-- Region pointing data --
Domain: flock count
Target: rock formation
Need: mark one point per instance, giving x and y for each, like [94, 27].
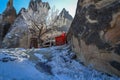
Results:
[19, 35]
[6, 19]
[9, 15]
[95, 34]
[63, 21]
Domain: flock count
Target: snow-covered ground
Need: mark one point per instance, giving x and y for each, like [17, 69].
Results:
[53, 63]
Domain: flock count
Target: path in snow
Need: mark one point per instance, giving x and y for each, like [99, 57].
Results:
[53, 63]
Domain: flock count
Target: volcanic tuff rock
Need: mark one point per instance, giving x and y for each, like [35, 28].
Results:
[63, 20]
[95, 34]
[19, 35]
[6, 19]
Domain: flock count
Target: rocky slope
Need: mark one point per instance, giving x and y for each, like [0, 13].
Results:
[63, 21]
[95, 34]
[19, 35]
[6, 19]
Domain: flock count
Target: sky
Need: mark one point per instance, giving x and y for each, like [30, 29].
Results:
[69, 5]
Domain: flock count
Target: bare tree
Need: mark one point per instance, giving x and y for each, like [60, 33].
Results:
[40, 21]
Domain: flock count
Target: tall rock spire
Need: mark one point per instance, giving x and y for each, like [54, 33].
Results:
[10, 3]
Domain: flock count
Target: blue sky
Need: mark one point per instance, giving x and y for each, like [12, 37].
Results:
[70, 5]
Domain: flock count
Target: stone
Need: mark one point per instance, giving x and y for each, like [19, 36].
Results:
[19, 34]
[63, 21]
[6, 19]
[94, 34]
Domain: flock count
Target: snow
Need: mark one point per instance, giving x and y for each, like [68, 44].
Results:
[56, 63]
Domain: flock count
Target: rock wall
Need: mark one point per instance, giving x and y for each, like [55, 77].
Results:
[95, 34]
[19, 34]
[63, 21]
[6, 19]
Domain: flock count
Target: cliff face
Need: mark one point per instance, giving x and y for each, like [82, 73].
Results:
[95, 34]
[63, 21]
[9, 15]
[6, 19]
[19, 35]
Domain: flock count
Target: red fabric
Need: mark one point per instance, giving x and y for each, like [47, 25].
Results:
[60, 40]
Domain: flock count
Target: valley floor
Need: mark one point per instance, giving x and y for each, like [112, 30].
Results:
[54, 63]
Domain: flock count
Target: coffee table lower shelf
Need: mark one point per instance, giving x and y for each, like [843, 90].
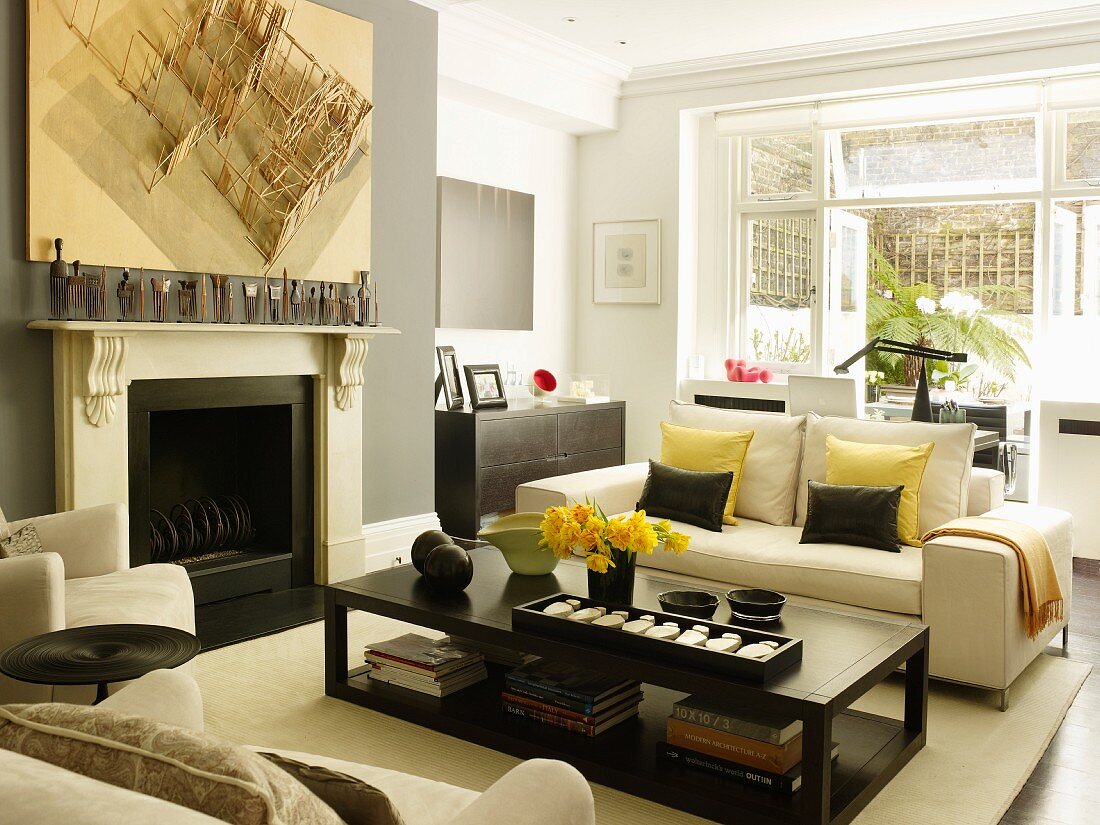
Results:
[872, 749]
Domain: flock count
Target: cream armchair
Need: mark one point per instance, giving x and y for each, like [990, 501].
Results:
[84, 578]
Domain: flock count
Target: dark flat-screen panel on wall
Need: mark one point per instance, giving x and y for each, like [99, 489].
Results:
[485, 274]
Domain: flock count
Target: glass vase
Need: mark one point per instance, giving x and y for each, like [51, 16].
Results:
[616, 585]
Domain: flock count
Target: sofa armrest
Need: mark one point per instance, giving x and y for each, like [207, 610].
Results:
[171, 696]
[617, 488]
[987, 491]
[974, 603]
[91, 541]
[536, 792]
[32, 602]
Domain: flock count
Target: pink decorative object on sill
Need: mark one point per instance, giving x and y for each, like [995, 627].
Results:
[736, 370]
[545, 382]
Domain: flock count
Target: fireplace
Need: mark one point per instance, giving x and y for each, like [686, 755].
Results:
[101, 372]
[220, 481]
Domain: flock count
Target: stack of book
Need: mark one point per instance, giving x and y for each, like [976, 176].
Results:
[574, 699]
[495, 653]
[762, 750]
[436, 667]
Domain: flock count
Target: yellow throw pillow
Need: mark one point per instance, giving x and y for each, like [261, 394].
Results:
[707, 450]
[882, 465]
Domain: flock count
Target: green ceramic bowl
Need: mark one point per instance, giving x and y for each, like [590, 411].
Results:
[517, 537]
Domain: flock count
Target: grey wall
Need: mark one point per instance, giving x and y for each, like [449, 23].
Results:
[398, 395]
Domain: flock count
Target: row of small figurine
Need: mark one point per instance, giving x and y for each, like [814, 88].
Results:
[285, 303]
[695, 636]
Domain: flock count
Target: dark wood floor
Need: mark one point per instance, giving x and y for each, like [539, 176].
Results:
[250, 617]
[1065, 788]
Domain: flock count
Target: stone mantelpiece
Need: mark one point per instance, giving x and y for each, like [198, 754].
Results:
[95, 362]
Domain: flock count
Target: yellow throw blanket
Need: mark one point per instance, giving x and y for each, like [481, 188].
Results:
[1037, 578]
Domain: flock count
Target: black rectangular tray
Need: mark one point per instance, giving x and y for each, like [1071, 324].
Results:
[530, 617]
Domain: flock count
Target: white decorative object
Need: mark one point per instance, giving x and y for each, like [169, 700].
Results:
[692, 637]
[758, 650]
[626, 262]
[638, 626]
[351, 352]
[103, 376]
[668, 630]
[613, 620]
[587, 614]
[727, 644]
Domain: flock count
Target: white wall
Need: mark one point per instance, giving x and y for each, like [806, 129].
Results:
[488, 147]
[637, 173]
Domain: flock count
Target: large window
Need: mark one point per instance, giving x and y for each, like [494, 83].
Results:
[982, 202]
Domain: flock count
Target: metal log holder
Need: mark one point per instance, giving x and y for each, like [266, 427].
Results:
[200, 528]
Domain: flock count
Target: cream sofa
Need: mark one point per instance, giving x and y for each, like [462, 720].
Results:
[966, 590]
[537, 792]
[84, 578]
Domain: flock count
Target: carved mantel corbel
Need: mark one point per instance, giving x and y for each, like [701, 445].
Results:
[105, 374]
[350, 355]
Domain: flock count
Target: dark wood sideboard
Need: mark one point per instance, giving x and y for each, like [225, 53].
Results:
[483, 455]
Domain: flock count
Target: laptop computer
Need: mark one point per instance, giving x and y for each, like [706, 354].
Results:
[826, 396]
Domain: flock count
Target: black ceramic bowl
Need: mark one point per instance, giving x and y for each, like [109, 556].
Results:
[694, 603]
[756, 605]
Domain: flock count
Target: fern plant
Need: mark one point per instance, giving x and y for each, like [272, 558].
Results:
[992, 336]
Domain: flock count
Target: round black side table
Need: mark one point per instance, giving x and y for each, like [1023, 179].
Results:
[98, 655]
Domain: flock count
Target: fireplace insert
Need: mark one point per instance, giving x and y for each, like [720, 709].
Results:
[221, 481]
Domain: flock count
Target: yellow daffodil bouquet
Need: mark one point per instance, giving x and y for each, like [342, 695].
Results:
[586, 527]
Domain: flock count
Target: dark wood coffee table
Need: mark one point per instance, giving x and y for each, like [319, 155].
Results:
[844, 657]
[98, 655]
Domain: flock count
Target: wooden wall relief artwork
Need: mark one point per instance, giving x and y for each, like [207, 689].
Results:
[198, 135]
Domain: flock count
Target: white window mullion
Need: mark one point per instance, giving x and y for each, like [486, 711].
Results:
[820, 251]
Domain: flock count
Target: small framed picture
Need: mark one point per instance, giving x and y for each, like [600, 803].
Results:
[626, 262]
[485, 386]
[449, 380]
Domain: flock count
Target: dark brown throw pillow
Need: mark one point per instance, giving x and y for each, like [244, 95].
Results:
[847, 514]
[354, 801]
[690, 496]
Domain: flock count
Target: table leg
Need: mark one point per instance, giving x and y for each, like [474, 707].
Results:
[336, 642]
[916, 690]
[816, 760]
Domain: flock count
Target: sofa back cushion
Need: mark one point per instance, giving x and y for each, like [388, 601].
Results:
[946, 482]
[770, 472]
[188, 769]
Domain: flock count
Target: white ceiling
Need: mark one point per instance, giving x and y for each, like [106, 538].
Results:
[672, 31]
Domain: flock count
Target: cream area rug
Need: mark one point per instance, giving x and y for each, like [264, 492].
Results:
[271, 692]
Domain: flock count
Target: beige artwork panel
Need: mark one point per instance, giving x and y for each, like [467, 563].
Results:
[94, 149]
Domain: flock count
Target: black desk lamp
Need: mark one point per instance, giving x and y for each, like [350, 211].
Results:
[922, 404]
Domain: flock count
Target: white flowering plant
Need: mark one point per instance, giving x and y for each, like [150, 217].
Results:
[961, 320]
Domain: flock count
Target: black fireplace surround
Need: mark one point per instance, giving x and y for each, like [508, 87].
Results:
[221, 481]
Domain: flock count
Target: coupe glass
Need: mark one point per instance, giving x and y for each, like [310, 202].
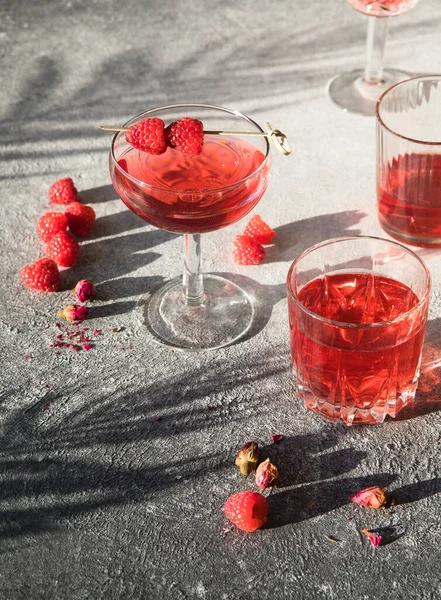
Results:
[358, 91]
[193, 195]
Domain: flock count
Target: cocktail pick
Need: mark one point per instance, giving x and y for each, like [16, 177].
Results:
[275, 136]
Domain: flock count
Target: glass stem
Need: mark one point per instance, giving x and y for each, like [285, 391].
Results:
[378, 28]
[193, 285]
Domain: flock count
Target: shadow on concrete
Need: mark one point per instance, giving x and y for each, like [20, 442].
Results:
[309, 501]
[428, 395]
[294, 238]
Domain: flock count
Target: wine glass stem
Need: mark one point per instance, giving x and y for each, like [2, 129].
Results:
[193, 285]
[376, 44]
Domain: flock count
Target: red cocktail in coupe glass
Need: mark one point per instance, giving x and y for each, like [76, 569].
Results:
[357, 313]
[193, 195]
[358, 91]
[409, 161]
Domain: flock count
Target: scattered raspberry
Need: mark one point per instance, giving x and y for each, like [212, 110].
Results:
[63, 191]
[42, 275]
[148, 136]
[247, 510]
[259, 231]
[186, 135]
[49, 224]
[81, 218]
[246, 251]
[63, 248]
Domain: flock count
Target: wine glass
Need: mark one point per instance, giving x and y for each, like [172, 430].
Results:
[358, 91]
[193, 195]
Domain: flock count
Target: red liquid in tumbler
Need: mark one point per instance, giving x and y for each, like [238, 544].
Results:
[186, 200]
[409, 201]
[357, 374]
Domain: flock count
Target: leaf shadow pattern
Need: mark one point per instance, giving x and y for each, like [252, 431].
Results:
[294, 238]
[54, 467]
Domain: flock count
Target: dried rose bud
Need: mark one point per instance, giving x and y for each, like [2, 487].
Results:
[374, 539]
[267, 475]
[247, 458]
[73, 312]
[85, 290]
[373, 497]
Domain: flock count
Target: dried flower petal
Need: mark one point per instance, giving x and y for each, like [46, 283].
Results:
[374, 539]
[373, 497]
[247, 457]
[85, 290]
[73, 312]
[267, 475]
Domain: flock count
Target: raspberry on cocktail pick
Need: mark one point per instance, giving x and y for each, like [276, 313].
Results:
[187, 135]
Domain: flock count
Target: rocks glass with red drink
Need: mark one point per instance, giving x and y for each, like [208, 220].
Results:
[409, 161]
[357, 313]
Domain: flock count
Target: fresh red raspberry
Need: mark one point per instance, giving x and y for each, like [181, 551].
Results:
[247, 510]
[186, 135]
[63, 191]
[49, 224]
[80, 218]
[63, 248]
[259, 231]
[246, 251]
[42, 275]
[148, 136]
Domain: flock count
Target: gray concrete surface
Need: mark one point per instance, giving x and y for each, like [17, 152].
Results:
[115, 463]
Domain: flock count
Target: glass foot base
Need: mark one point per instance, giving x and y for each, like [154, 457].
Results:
[225, 315]
[352, 93]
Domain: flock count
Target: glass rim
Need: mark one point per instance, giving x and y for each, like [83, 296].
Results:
[223, 109]
[384, 94]
[401, 317]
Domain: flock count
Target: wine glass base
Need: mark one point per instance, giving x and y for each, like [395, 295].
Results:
[352, 93]
[225, 315]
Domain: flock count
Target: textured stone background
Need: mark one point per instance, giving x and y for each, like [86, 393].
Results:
[98, 497]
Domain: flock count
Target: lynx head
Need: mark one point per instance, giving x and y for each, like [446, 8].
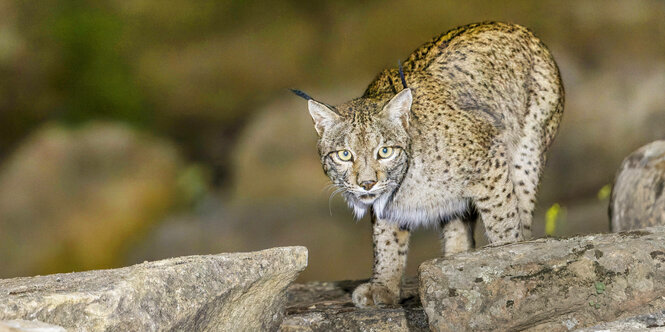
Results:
[364, 147]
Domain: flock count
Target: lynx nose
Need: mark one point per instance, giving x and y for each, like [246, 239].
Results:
[367, 185]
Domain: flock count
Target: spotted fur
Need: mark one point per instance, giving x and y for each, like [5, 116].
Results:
[469, 136]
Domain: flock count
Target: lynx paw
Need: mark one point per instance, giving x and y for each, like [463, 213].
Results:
[374, 294]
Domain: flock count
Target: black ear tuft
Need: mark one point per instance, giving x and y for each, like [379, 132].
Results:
[401, 74]
[301, 94]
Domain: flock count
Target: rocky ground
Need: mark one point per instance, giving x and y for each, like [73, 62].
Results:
[587, 283]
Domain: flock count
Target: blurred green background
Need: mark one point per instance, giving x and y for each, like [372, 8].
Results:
[140, 130]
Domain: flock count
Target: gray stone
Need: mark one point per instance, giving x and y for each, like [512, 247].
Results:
[20, 325]
[638, 194]
[547, 284]
[226, 292]
[651, 322]
[327, 306]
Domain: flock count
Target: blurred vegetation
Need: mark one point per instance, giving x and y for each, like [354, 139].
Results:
[208, 81]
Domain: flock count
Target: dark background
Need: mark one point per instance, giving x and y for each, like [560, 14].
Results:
[139, 130]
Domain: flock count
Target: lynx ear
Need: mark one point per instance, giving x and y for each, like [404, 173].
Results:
[399, 108]
[323, 116]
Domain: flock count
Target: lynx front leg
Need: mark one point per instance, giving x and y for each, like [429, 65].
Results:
[457, 235]
[391, 245]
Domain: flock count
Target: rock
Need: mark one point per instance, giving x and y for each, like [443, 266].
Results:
[327, 306]
[226, 292]
[75, 199]
[638, 323]
[547, 284]
[637, 199]
[20, 325]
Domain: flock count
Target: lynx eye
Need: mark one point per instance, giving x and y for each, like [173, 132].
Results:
[344, 155]
[386, 152]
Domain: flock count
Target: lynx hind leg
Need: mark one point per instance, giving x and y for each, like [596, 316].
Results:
[543, 115]
[496, 200]
[526, 170]
[391, 245]
[457, 234]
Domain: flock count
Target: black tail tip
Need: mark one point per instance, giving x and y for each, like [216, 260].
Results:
[301, 94]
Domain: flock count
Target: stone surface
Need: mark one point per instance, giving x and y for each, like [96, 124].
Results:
[638, 195]
[327, 306]
[650, 322]
[547, 284]
[20, 325]
[226, 292]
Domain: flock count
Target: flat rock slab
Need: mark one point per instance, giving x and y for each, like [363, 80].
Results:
[226, 292]
[651, 322]
[20, 325]
[327, 306]
[547, 284]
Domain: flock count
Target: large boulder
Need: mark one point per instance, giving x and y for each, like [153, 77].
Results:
[638, 198]
[20, 325]
[226, 292]
[547, 284]
[327, 306]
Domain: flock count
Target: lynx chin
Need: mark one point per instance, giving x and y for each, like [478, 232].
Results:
[459, 134]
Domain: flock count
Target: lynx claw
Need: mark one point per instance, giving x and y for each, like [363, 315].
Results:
[373, 294]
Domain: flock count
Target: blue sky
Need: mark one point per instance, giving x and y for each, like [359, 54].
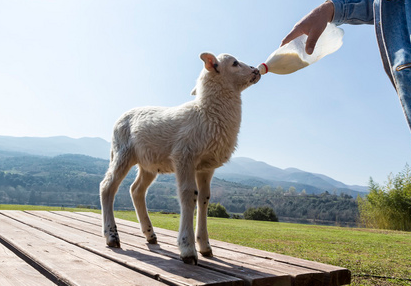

-- ACTIVITY --
Of the entries listed above, reproduce only the lines starting at the line containing "Target: laptop computer" and ending at the line containing "Target: wooden wall relief artwork". Include both, exactly as they stand.

-- FINAL ANSWER --
Target: laptop computer
Need: mark one point per instance, giving x and y for each, like [706, 354].
Results:
[826, 396]
Domain: flock count
Target: black ceramic bowl
Need: mark one point per instance, giving x and y for each, like [109, 556].
Results:
[694, 603]
[756, 605]
Domain: flock count
Target: fern plant
Need: mark one point per instance, giving x and y for each, like [272, 558].
Results:
[992, 336]
Domain: flock count
Target: round black side table
Need: mark one point per instance, giving x and y for each, like [1023, 179].
Results:
[98, 655]
Domain: flock count
Target: fireplace insert
Need: mark one point per instance, giving x and y for each, like [720, 709].
Results:
[221, 481]
Domain: flock count
Target: yellow daffodil bouquet
Need: mark one point per instance, giving x and y for each, like [342, 695].
Results:
[586, 527]
Domain: flock count
Target: dark wood coffee table
Need: mark one point per instance, giving x and y for each, like [319, 155].
Results:
[844, 657]
[98, 655]
Domain: flock count
Target: wooden wall relief artwork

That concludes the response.